**TO DO**
Entries follow. Set all of them down as they stand.

**Data extracted from a collection**
------------------------------------------------------------

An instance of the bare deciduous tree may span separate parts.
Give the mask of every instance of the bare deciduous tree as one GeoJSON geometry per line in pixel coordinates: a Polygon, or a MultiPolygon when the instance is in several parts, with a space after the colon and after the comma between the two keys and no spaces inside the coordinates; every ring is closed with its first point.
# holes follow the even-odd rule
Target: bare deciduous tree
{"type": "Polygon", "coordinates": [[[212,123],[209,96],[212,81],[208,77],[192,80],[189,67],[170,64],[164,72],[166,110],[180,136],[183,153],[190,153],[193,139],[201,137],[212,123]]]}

------------------------------------------------------------

**ANSWER TO THE EXERCISE**
An instance of the bare deciduous tree may span separate parts.
Give the mask of every instance of the bare deciduous tree as one GeoJSON geometry per line in pixel coordinates: a Polygon, or a MultiPolygon when the instance is in several parts, with a space after the colon and after the comma between the two keys and no spaces inside the coordinates; every ring is closed with its first point.
# holes follow the even-odd rule
Target: bare deciduous tree
{"type": "Polygon", "coordinates": [[[212,123],[209,96],[212,81],[208,77],[192,80],[189,67],[170,64],[164,72],[166,110],[180,136],[183,153],[190,153],[193,139],[201,137],[212,123]]]}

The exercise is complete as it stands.